# [Exercise instructions]
Only the lines of the data below from the one with "Q: For every instance of the yellow rubber" through the one with "Q: For every instance of the duckling's wing" are wanted. Repeat them exactly.

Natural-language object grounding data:
**********

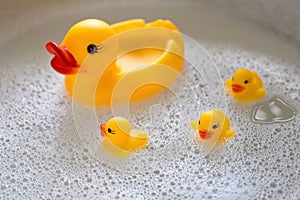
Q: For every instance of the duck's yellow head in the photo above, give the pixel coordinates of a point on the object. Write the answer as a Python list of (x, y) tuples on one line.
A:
[(117, 129), (242, 81), (82, 39), (211, 123)]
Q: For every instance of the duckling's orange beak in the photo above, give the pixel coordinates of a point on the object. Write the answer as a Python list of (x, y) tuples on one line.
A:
[(237, 88), (204, 134), (103, 131), (63, 61)]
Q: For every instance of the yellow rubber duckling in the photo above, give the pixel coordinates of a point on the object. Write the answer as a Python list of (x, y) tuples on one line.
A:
[(246, 85), (118, 131), (88, 38), (212, 124)]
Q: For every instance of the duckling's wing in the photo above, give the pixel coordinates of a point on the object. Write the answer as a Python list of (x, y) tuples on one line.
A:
[(137, 134), (128, 25), (257, 79), (230, 133), (194, 124)]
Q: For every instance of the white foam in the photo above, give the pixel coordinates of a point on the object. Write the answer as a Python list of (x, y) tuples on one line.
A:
[(42, 156)]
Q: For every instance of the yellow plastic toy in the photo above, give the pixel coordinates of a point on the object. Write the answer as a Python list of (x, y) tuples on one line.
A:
[(92, 38), (213, 124), (246, 85), (118, 131)]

**********

# [Exercise solution]
Q: For every instance of the yellow rubber duckling in the photo above, give the pixel coordinates of a point on the object. Write the answer as a Python list of (x, y) tuples on one line.
A:
[(246, 85), (118, 131), (88, 38), (212, 124)]
Q: For every instance of the duckling's wing in the photo above, give the pixel coordinates of a point on the object. Write the answer as a Python list of (x, y) tuples on one line.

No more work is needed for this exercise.